**CONSIGNES**.
1/ Recopiez mot pour mot, dans l'extrait sur les caisses bancaires, le passage qui débute par les mots contenant « En ce qui concerne la » et s'achève sur « à tout moment. ».
2/ D'après l'extrait sur les caisses bancaires, à quelle heure la Caisse Centrale de la Banque Centrale doit-elle arrêter ses opérations courantes ?

**EXTRAIT PRÉSENTÉ**.
══════════════════════════════

Donc cet argument qui prête à diversion ne peut en aucun cas tenir. Ce qui importe normalement pour la caissière c’est d’avoir un reçu du montant prélevé sur sa caisse pour qu’elle puisse arrêter ses écritures. Si elle ne l’obtient pas, quelle qu’en soit la raison ou la cause, elle supporte l’entière responsabilité des différences sur les montants injustifiées. Parce qu’en contrôle financier bancaire, que la banque soit primaire, secondaire ou centrale les règles de procédures en matière de gestion fiduciaire sont pratiquement identiques. Les procédures applicables sont consignées dans un manuel dit « de procédure » qui définit toutes les règles à suivre pour le traitement des opérations en rapport avec le mouvement des montants qui alimentent les caisses que celles-ci soient de guichets ou d’approvisionnent.
Les caisses à hauts risques.
Le centre névralgique de toute banque est la caisse centrale. Cette caisse gère les fonds en flux généralement disponibles en monnaie locale ou en devises. C’est cette caisse (dont certaines régles de procédures autorisent un plafond d’un milliard seulement) qui alimente les guichets et autres services comptables de la banque. Dans le cas de la Banque Centrale, la Caisse principale est celle qui régule le mouvement des montants destinés à l’approvisionnement des guichets, des caisses courantes et des caisse centrales des Banques secondaires ou institutions financières en principe.
En ce qui concerne la Banque Centrale, la Caisse Centrale, celles des opérations courantes dites de routines doit arrêter selon les procédures appliquées ses opérations à 13 heures, pour permettre aux agents de faire le point des existants et leur conformité avec les écritures des différentes caisses. C’est un travail de routine qui se fait ai quotidien en fin d’heure pour arrêter les opérations comptables de la journée. En ce qui concerne les contrôles, ces contrôles se font au quotidien par une balance des chiffres, et à des périodes régulières fixées par la réglementation en vigueur. En plus de tout cela, les contrôles inopinés sont des mesures laissées à la discrétion des inspecteurs et contrôleurs applicables à tout moment.
Sécurité bancaire défaillante ?
En matière de gestion fiduciaire il n’y pas de confiance. Le mouvement de l’argent ne peut et ne doit se justifier que par des documents d’ordonnancement authentiques, légalement signés par qui de droit et habilité à le faire. L’indication de l’objet de la dépense ou sa destination n’est pas un élément déterminant. L’argent de la Banque Centrale est déposé dans des caveaux, véritables forteresses dont l’accès n’est possible que pour le caissier central, le contrôleur général, le caissier principal et le contrôle principal qui ont chacun sa propre clé dont la serrure est différente des autres. Les accès aux caveaux ne sont possibles que par les quatre groupés. Généralement l’ouverture de ces caveaux ne se justifie que pour l’approvisionnement des caisses principales ou les dépôts de stocks de billets de banque en en monnaie locale, (pièces ou billets) ou en devises étrangères. Tout le reste de l’argent oxygène pour les banques secondaires, tertiaires et les agences financières de la place passe par la caisse centrale de la Banque dans un flux de mouvement que ce mouvement soit des versements ou des retraits.

══════════════════════════════

**DONNÉES SOURCES**.
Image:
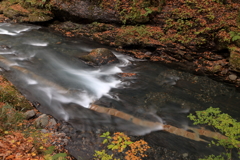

══════════════════════════════

**RÉPONSES ATTENDUES**.
1/
En ce qui concerne la Banque Centrale, la Caisse Centrale, celles des opérations courantes dites de routines doit arrêter selon les procédures appliquées ses opérations à 13 heures, pour permettre aux agents de faire le point des existants et leur conformité avec les écritures des différentes caisses. C’est un travail de routine qui se fait ai quotidien en fin d’heure pour arrêter les opérations comptables de la journée. En ce qui concerne les contrôles, ces contrôles se font au quotidien par une balance des chiffres, et à des périodes régulières fixées par la réglementation en vigueur. En plus de tout cela, les contrôles inopinés sont des mesures laissées à la discrétion des inspecteurs et contrôleurs applicables à tout moment.

2/ À 13 heures.